ASSIGNED TASK: Every record that follows is to be copied exactly, with the pictures omitted.

MATERIAL TO PROCESS:

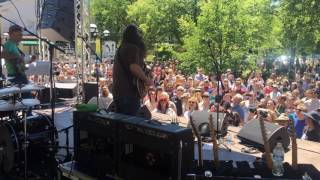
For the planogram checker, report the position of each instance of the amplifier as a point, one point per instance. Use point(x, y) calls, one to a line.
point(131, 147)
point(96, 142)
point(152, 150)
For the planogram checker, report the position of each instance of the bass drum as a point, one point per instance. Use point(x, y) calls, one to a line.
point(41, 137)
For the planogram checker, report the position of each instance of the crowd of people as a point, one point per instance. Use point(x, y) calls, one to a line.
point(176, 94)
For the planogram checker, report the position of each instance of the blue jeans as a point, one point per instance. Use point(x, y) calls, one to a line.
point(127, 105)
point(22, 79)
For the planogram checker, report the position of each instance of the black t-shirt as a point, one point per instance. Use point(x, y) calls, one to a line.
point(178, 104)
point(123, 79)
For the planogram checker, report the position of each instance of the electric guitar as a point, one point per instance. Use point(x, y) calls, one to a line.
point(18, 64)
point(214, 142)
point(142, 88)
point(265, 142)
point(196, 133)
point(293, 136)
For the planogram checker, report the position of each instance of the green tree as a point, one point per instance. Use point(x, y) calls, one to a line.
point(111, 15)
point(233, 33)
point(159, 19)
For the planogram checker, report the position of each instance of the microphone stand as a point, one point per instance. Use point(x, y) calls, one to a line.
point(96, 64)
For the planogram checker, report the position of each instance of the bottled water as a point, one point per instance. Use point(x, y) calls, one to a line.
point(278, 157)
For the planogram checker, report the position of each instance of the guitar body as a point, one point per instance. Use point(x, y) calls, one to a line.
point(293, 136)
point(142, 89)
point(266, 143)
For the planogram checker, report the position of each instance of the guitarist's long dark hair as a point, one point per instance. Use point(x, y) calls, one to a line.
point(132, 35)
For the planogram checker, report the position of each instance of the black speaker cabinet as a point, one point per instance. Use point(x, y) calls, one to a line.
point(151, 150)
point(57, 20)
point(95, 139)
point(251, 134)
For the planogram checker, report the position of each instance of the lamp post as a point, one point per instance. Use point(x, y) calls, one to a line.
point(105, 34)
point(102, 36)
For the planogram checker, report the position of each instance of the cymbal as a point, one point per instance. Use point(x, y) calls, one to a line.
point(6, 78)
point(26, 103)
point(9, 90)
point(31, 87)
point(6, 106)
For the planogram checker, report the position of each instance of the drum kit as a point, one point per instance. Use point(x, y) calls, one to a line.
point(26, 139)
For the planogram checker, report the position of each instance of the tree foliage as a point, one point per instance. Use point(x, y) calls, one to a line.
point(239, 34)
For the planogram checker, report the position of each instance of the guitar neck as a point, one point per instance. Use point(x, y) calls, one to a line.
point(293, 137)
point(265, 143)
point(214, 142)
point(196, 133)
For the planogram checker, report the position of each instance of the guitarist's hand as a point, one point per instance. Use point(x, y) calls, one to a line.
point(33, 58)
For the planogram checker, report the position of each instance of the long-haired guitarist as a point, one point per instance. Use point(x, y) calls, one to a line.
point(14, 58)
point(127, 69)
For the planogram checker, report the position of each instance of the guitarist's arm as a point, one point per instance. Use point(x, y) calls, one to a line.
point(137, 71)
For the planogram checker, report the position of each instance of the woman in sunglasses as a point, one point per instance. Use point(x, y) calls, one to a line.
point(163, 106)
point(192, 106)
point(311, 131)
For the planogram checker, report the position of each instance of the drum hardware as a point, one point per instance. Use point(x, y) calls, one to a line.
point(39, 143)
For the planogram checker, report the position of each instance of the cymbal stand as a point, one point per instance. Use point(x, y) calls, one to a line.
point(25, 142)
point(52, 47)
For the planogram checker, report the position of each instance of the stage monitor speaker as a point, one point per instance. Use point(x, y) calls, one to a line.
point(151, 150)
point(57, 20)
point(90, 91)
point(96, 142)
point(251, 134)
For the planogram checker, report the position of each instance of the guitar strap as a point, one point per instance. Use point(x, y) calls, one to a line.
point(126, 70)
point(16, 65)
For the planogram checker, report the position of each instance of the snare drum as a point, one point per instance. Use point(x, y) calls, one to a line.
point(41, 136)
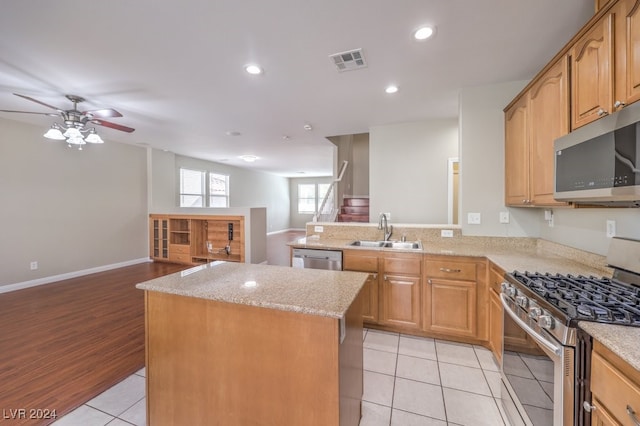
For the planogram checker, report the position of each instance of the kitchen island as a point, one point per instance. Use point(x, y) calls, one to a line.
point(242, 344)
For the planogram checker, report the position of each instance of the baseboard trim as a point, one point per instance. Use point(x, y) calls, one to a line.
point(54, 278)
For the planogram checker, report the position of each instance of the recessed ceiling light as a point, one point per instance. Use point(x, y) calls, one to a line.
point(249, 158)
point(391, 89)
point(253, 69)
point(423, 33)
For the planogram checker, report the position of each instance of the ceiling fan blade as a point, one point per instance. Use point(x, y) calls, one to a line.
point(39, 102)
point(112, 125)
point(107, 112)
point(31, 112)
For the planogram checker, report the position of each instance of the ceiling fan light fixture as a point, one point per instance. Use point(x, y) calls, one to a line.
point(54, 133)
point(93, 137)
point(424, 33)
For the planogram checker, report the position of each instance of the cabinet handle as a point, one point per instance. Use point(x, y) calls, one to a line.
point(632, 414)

WRITTEN SOLUTION:
For the planogram checker, report the position of each instance of the amplifier as a point, one point per instance. Use point(x, y) calls, one to a line.
point(131, 147)
point(96, 142)
point(152, 150)
For the planogram checker, report the position of each instance of the bass drum as a point, one point per instance. Use point(x, y) calls, one to a line.
point(41, 137)
For the planogram checker, report the position of each instance of the crowd of people as a point, one point per instance. Use point(x, y) calls, one to a line.
point(176, 94)
For the planogram checker, report the position of each instance of the blue jeans as a point, one point per instance. Use point(x, y) calls, one to a line.
point(127, 105)
point(22, 79)
For the planogram checker, report the position of each instance of the black t-shirt as a point, one point per instance. Use point(x, y) calls, one to a line.
point(178, 104)
point(123, 79)
For the planogram checker, report the position of each instance of the electric guitar as a point, one point per instance. Use point(x, y) calls, one to a line.
point(18, 64)
point(214, 142)
point(142, 88)
point(265, 142)
point(196, 133)
point(293, 136)
For the planogram checker, report the position of each instance of the green tree as a point, one point per instance. Use point(x, y) calls, one to a line.
point(111, 15)
point(233, 33)
point(159, 19)
For the planogram checker, report the position of each instance of the microphone stand as a point, one point per instance. Use point(x, y) calls, one to a line.
point(96, 64)
For the planogram checker, report the position of each instance of the bottled water as a point, one point per instance. Use point(x, y) calls, one to a line.
point(278, 157)
For the planogram checker, report the position of each instance of the guitar body as a point, one point per instance. Use point(x, y) calls, one to a line.
point(293, 136)
point(142, 89)
point(266, 143)
For the planogram checker, report the position of each instance of the guitarist's long dark hair as a point, one point per instance. Use point(x, y) calls, one to a line.
point(132, 35)
For the planogram checker, report the position of each instance of the black speaker cabinet as a point, one point per instance. Use point(x, y) calls, one to a line.
point(151, 150)
point(57, 20)
point(95, 139)
point(251, 134)
For the planogram checker, report the position of each instance of the lamp post as a point, one point per instance. Use point(x, y) calls, one to a line.
point(105, 34)
point(102, 36)
For the planogram checker, report the position of each instance of the cymbal as a point, one point per instance. Use point(x, y) calls, one to a line.
point(6, 78)
point(26, 103)
point(9, 90)
point(31, 87)
point(6, 106)
For the planogram checker, report the position of each instance of the drum kit as a point, one point per instance. Use point(x, y) calls, one to a line.
point(26, 139)
For the planogram checker, report the position of each instance of the tree foliage as a point, one point per instance. Use point(x, y) calls, one to a line.
point(239, 34)
For the planogram checker, report the position of each instance of the guitar neck as a point, one point per instance. Use point(x, y) calls, one to a line.
point(293, 137)
point(265, 143)
point(214, 142)
point(196, 133)
For the planogram checker, report the position of each instance of the guitarist's hand as a point, one point per instance. Use point(x, y) calls, one to a line.
point(33, 58)
For the planogram checker, report the position of each instance of the long-haired guitarist as a point, one point per instance. Use point(x, y) calls, one to a line.
point(14, 58)
point(127, 69)
For the planogram checker, report the position of each instance of the guitarist's arm as a point, one point per instance. Use point(x, y) calls, one to a line.
point(137, 71)
For the planogram checker, report the position of each instance of the woman in sunglasses as a point, one point per instance. Use point(x, y) calls, one to a line.
point(163, 106)
point(192, 106)
point(311, 131)
For the planogram checker, report the position of each instance of the drum hardware as a point, one point per instance. Use point(x, y) calls, one to a line.
point(39, 143)
For the planogram checker, report the position of each instance of the cymbal stand as a point, one point per instance. Use point(x, y) calls, one to a line.
point(25, 142)
point(52, 47)
For the planogram checker, report the position of each instance of the stage monitor speaker as a point, one point per instance. Use point(x, y) calls, one to a line.
point(151, 150)
point(57, 20)
point(90, 91)
point(96, 142)
point(251, 134)
For the planogram checker, report the position of each instance of the guitar strap as a point, one point per instance. Use point(x, y) calls, one to a line.
point(126, 70)
point(16, 65)
For the planogram checker, report the position of each instance of the snare drum as a point, one point per instance. Use point(x, y) calls, one to a line.
point(41, 136)
For the planogram checker, report the position of each instance of the kitchen island as a point, one point per instance. Use point(x, y) calls, one to a line.
point(242, 344)
For the planogram checker, report the position of each instance of the baseboard trim as a point, one point per instance. Use point(x, y) calls, one to a line.
point(54, 278)
For the planogram checker, report the position of each instance of the recessed ceiling light as a point, one point per instance. Use point(x, y) calls, one to a line.
point(249, 158)
point(391, 89)
point(253, 69)
point(423, 33)
For the planogram checker, report the position of each instance of the ceiling fan blade as a point, one point per instance. Use point(x, y) calls, one to a line.
point(39, 102)
point(112, 125)
point(107, 112)
point(31, 112)
For the planogram checker, report the position of each instance of the ceiling fan light fixture as a point, one point per instance. Use point(x, y) calls, one to a line.
point(54, 133)
point(93, 137)
point(424, 33)
For the planogram checker, report the position of each instance of the cabinet handle as a point, one point per instance. Use point(x, y) calls, one to a line.
point(632, 414)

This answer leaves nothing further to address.